# Prompt
Rewrite all of the records below, substituting "mark" for every occurrence of "localize" and keeping everything else unchanged.

# Source material
──────────────────────────────

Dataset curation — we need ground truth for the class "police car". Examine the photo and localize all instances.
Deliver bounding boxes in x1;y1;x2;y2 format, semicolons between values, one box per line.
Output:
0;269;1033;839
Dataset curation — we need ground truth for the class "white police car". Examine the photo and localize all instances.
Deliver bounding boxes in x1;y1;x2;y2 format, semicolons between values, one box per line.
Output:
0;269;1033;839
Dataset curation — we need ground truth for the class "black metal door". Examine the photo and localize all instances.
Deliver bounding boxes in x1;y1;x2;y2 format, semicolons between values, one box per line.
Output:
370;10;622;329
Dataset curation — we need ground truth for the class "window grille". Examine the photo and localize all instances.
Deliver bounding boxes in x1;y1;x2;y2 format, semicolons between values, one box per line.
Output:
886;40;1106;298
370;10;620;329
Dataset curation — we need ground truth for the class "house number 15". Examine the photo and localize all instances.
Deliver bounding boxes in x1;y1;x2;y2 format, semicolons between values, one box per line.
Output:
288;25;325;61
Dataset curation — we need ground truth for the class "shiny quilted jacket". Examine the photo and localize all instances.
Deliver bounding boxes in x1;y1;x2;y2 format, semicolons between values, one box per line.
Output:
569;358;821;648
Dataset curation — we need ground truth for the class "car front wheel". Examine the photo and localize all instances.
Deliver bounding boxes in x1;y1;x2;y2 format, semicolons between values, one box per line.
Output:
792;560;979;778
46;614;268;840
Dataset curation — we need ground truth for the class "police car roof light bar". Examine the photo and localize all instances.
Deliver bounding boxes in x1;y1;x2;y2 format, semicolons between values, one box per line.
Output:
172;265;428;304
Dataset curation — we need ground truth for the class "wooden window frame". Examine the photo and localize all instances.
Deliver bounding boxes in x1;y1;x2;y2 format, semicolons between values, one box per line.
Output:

──────────────────────────────

# Expected answer
Dataset curation — we need ground truth for the class "police car". Examine the photo and mark all instances.
Deliver bounding boxes in x1;y1;x2;y2 format, semicolons between values, one box per line.
Output:
0;269;1033;839
Dataset curation — we need ground truth for the class "white police car". Examine the photo and mark all instances.
Deliver bounding boxes in x1;y1;x2;y2 format, semicolons between values, one box per line.
Output:
0;269;1033;839
Dataset curation — we need ground truth for the class "black metal door". Examine the photo and mark all instances.
Deliver bounding boxes in x1;y1;x2;y2 format, semicolons between values, one box per line.
Output:
370;10;622;329
Dataset curation — we need ground truth for the class "window grille". Examine the photo and mark all instances.
Deliver bounding boxes in x1;y1;x2;y2 format, semicolons between values, one box per line.
Output:
886;40;1106;298
370;10;620;329
Dataset curation — we need ground truth for the class "house number 15". Examine the photo and mark all instances.
Deliver bounding boxes in x1;y1;x2;y2 format, semicolons between values, one box per line.
Output:
288;25;325;61
Dataset curation — we need ground truth for the class "shiny quilted jacket". Examine the photo and mark all instances.
Deliver bounding boxes in x1;y1;x2;y2 format, semicolons between values, one box per line.
Output:
569;358;821;648
Dataset curation — we need ground truth for the class "car front wheel". Examine the photo and mark all instances.
Deliver bounding boxes in x1;y1;x2;y2 format, semicolons between values, one box per line.
Output:
792;560;979;778
46;614;268;840
Dataset curation — we need ground truth for the class "police car roof light bar". Examine the photo and mark all instances.
Deliver bounding boxes in x1;y1;x2;y2 format, semicolons between values, one box per line.
Output:
172;265;428;304
Dataset curation — we need ground truth for the class "wooden window frame". Examine the photo and mark all instances.
Deliver bounding boxes in x1;y1;x2;y2 format, semicolons between values, one box per line.
Output:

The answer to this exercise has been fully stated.